(BRIEF)
Gather every line in the listing below that contains the string "shrub", and copy each of those lines in full.

(Labeled-object pointing entries)
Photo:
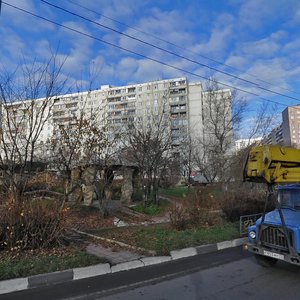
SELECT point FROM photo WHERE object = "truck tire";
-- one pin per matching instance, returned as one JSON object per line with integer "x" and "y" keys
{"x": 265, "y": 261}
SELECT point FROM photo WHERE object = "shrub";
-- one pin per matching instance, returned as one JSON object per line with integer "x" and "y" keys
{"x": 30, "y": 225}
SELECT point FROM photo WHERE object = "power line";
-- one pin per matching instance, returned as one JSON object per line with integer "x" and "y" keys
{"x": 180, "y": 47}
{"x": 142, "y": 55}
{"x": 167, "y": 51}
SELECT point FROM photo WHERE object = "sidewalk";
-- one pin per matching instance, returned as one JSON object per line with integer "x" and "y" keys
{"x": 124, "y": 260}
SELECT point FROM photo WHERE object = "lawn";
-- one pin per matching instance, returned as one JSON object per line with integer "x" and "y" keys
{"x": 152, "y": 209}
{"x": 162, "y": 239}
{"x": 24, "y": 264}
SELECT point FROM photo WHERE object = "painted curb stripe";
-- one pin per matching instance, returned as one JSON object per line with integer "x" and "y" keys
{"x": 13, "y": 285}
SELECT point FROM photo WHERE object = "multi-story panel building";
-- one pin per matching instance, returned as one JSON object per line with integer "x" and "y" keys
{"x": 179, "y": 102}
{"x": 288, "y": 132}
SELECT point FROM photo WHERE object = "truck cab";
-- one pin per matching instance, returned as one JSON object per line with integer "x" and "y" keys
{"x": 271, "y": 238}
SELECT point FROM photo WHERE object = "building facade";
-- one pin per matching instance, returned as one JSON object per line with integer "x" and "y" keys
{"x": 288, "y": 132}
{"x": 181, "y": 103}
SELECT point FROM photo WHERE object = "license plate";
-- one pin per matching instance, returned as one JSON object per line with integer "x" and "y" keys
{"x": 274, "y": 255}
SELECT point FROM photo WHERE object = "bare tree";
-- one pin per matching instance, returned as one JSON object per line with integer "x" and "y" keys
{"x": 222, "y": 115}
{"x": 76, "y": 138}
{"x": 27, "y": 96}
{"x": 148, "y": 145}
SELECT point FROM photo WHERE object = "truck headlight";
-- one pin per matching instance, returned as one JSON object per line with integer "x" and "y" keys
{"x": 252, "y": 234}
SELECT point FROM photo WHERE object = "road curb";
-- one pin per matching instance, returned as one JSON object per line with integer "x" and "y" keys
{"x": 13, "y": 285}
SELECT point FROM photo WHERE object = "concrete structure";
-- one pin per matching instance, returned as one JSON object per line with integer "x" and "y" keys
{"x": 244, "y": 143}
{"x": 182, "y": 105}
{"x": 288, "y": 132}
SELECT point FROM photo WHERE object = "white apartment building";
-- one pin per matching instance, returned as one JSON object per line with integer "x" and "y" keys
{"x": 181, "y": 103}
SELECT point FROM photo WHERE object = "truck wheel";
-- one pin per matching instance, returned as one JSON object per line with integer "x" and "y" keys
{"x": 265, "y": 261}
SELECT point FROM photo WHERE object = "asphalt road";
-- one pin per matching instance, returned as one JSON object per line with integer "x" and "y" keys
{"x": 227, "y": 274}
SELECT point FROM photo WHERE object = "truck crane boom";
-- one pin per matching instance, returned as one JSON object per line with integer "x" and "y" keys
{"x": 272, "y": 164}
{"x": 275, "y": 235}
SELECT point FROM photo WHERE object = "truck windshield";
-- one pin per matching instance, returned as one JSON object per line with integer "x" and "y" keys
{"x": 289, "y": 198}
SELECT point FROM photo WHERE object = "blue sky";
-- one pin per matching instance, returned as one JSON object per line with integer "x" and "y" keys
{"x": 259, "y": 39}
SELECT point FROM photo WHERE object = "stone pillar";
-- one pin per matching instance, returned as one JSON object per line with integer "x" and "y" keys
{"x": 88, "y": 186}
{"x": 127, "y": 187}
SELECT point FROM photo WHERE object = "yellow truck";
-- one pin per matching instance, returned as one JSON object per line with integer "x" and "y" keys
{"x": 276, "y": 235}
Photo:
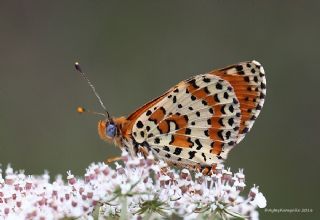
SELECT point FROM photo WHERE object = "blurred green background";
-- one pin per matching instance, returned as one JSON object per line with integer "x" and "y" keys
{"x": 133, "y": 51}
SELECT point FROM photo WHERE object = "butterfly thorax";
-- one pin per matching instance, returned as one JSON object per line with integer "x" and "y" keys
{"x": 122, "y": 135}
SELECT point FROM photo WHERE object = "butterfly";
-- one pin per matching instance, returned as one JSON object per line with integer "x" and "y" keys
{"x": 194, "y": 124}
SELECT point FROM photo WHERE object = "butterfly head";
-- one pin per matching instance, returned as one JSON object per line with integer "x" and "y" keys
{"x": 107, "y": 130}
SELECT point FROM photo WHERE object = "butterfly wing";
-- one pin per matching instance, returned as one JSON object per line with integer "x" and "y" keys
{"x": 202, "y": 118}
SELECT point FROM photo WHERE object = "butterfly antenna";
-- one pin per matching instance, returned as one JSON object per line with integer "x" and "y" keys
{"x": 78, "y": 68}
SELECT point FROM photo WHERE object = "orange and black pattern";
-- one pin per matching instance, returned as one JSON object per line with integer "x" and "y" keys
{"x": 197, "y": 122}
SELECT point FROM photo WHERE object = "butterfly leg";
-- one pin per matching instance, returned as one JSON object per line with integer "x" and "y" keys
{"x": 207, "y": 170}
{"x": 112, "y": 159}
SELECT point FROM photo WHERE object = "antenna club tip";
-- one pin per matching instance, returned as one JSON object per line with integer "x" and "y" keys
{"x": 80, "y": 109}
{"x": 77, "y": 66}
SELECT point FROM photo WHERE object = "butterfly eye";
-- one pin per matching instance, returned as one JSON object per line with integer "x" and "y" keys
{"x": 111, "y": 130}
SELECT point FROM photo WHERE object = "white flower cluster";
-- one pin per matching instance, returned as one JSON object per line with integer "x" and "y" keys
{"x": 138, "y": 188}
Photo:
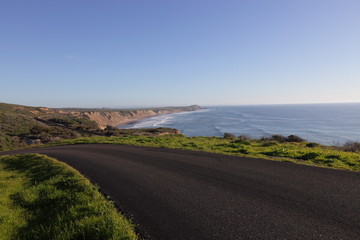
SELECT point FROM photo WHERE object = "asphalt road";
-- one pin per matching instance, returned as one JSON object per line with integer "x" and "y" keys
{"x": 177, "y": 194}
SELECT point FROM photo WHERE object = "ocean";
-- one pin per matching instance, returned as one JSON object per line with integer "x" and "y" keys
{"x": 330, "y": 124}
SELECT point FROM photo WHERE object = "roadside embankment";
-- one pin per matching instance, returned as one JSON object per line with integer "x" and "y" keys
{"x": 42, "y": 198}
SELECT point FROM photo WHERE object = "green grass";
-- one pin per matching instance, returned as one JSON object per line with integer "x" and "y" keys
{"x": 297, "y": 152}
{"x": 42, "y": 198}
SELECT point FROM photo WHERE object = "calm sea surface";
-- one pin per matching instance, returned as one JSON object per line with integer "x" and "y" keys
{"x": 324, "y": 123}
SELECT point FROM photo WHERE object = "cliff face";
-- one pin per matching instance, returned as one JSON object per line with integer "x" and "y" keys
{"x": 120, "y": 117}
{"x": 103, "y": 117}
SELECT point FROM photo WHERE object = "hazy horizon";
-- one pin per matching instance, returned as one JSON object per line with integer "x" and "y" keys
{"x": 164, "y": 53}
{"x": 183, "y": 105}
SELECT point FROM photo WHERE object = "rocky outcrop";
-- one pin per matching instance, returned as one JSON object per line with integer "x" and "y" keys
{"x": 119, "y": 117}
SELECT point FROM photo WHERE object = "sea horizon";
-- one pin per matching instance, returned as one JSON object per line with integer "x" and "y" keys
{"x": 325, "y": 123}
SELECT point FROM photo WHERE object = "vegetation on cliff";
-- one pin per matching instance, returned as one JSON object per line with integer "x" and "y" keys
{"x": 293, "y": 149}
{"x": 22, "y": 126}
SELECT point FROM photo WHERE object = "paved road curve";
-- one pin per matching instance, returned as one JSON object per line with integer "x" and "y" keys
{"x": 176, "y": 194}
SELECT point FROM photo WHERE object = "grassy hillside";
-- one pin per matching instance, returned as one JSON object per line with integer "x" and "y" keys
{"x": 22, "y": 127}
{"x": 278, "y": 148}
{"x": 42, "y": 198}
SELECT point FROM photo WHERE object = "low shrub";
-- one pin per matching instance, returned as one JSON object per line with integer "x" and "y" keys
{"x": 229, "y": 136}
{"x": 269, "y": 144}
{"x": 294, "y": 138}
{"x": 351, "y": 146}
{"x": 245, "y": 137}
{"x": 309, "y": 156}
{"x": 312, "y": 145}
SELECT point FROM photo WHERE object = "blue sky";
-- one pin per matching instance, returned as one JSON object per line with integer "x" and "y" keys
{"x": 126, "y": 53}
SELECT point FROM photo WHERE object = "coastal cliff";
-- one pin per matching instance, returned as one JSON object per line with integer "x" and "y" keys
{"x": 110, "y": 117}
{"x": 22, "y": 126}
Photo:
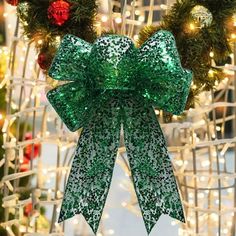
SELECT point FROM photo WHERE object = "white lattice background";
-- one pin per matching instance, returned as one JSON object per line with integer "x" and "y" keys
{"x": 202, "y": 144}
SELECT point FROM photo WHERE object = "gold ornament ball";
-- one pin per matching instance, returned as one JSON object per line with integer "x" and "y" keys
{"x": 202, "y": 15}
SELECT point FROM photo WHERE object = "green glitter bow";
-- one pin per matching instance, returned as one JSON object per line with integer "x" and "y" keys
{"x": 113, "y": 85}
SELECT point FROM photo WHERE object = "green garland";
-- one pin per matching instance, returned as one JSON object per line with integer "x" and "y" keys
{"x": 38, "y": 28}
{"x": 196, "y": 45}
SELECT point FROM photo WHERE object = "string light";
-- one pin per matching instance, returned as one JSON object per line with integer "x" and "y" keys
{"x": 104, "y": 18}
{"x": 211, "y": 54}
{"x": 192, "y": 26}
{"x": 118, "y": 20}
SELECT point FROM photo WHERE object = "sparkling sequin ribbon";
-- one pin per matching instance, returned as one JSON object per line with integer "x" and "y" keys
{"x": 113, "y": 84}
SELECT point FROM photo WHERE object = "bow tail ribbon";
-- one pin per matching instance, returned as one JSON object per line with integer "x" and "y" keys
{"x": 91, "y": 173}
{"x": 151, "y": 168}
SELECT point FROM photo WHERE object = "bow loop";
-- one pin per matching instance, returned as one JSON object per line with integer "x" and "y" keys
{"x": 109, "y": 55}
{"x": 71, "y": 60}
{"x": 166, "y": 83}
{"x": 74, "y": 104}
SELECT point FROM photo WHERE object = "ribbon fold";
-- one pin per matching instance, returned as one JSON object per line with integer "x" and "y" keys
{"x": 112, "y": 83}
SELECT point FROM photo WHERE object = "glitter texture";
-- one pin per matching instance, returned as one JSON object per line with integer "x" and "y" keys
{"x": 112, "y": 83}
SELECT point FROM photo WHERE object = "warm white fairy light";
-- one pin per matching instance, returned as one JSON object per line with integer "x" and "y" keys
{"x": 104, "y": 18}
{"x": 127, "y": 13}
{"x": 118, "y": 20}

--

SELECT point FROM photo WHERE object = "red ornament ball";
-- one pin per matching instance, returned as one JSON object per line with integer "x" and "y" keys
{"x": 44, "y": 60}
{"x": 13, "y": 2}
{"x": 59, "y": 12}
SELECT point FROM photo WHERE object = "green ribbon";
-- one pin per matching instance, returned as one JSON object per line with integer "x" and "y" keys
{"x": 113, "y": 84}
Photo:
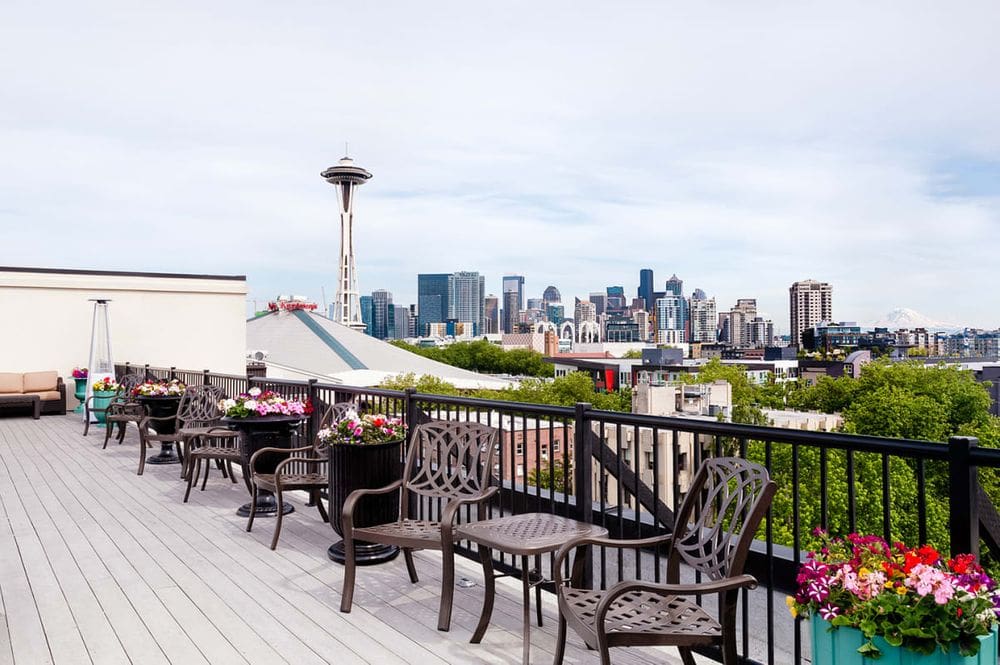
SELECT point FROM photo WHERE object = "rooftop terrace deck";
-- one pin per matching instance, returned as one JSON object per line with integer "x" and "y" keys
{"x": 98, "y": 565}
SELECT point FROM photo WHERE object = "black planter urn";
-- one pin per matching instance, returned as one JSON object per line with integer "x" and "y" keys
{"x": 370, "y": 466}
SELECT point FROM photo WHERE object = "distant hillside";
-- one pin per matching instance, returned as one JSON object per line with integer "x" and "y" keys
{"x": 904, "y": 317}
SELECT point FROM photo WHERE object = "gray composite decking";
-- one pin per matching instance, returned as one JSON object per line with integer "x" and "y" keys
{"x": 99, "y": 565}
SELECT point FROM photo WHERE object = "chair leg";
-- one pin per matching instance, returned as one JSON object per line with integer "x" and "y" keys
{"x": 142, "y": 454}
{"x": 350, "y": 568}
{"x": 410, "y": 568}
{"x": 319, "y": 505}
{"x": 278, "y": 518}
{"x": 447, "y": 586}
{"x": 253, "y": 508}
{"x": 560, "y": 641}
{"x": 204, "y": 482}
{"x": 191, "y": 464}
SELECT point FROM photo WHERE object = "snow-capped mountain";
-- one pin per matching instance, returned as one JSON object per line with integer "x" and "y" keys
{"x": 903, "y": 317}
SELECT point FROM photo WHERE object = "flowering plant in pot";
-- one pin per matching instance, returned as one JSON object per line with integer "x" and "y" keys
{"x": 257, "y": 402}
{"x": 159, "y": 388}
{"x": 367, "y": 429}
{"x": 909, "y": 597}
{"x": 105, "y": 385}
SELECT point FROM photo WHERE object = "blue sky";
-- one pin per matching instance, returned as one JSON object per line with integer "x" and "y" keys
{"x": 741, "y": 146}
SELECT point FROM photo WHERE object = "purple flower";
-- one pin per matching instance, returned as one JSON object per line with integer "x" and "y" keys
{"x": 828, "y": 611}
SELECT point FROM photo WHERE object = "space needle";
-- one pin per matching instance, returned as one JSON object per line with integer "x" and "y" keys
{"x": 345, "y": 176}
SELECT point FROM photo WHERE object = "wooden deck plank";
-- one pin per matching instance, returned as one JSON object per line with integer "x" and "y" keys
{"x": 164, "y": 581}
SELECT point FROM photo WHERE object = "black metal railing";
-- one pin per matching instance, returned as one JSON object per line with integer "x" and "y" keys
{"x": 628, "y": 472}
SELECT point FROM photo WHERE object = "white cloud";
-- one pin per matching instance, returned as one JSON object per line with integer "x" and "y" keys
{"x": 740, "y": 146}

...

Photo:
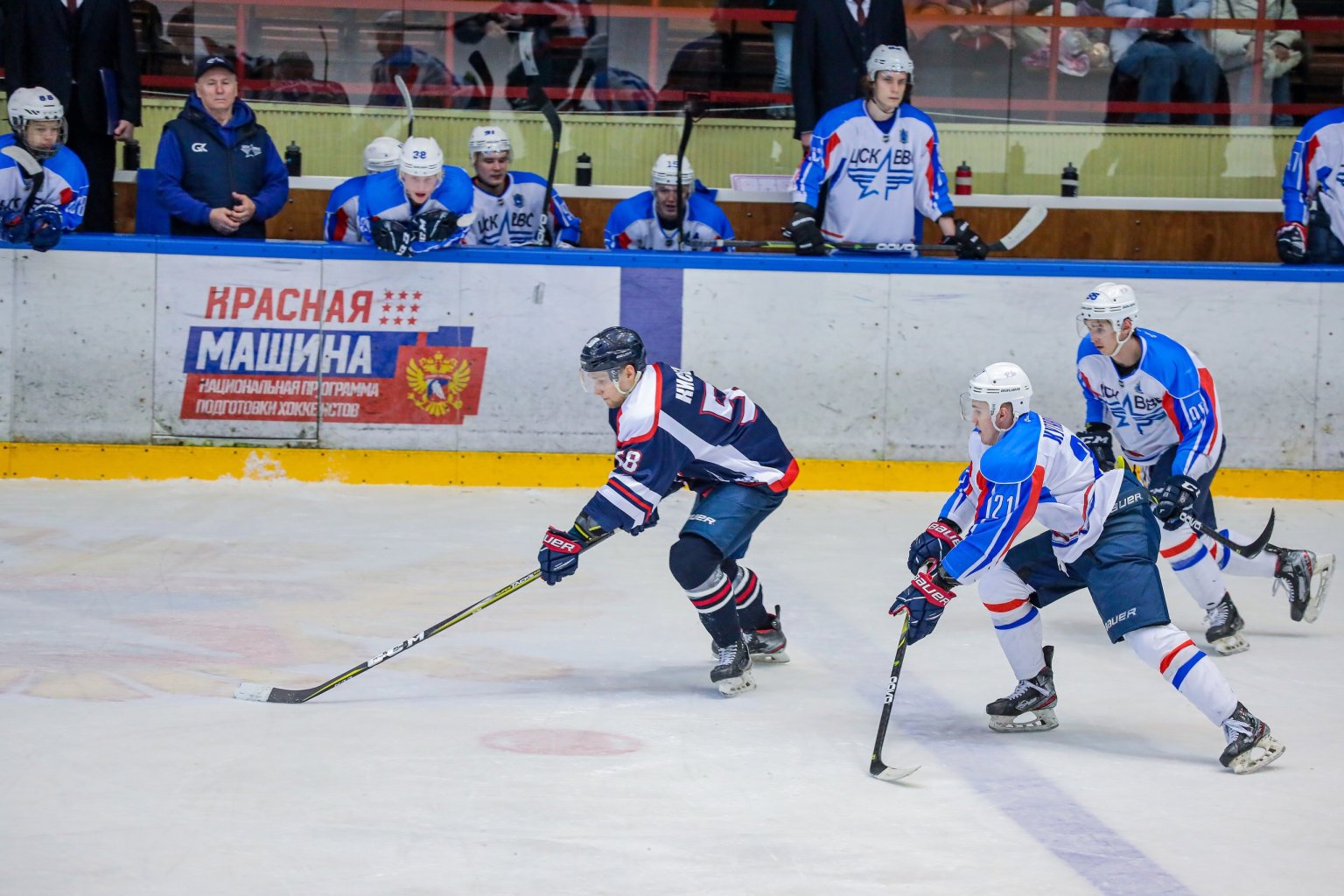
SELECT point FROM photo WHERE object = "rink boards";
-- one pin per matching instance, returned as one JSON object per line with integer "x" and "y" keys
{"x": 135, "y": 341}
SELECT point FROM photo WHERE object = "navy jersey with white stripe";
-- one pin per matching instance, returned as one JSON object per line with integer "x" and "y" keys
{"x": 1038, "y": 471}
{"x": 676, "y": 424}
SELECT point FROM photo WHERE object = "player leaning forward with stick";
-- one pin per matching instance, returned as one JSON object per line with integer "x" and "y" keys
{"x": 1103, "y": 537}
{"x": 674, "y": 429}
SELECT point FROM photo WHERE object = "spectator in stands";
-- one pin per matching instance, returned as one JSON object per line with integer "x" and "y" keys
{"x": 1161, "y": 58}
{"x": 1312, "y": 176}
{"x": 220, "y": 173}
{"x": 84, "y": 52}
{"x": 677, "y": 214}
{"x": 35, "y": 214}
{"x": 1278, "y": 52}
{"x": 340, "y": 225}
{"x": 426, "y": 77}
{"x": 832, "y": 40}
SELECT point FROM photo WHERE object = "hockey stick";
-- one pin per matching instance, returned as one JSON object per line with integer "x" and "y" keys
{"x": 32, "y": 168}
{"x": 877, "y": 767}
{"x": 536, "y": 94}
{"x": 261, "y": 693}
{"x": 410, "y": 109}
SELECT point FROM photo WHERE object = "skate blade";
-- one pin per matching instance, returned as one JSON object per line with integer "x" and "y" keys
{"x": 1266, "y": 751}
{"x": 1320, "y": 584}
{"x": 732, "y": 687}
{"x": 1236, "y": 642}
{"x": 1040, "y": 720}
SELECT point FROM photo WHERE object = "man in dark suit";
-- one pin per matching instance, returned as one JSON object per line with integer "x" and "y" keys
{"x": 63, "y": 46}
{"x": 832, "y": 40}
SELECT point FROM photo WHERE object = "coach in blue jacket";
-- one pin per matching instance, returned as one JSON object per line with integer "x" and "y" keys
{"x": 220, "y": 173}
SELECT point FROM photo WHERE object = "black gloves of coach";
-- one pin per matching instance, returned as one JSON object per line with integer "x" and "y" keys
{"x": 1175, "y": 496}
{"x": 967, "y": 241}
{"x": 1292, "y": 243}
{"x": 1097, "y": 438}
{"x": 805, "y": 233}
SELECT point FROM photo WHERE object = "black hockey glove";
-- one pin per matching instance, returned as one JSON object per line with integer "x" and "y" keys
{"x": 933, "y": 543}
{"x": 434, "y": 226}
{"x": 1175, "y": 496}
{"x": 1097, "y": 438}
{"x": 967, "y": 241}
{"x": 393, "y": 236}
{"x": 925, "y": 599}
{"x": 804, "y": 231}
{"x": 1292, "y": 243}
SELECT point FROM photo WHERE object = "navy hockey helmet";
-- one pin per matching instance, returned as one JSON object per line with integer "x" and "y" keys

(THE RESPONSE)
SELECT point FROM photo WHERE object = "shrub";
SELECT point FROM photo WHERE object = "low shrub";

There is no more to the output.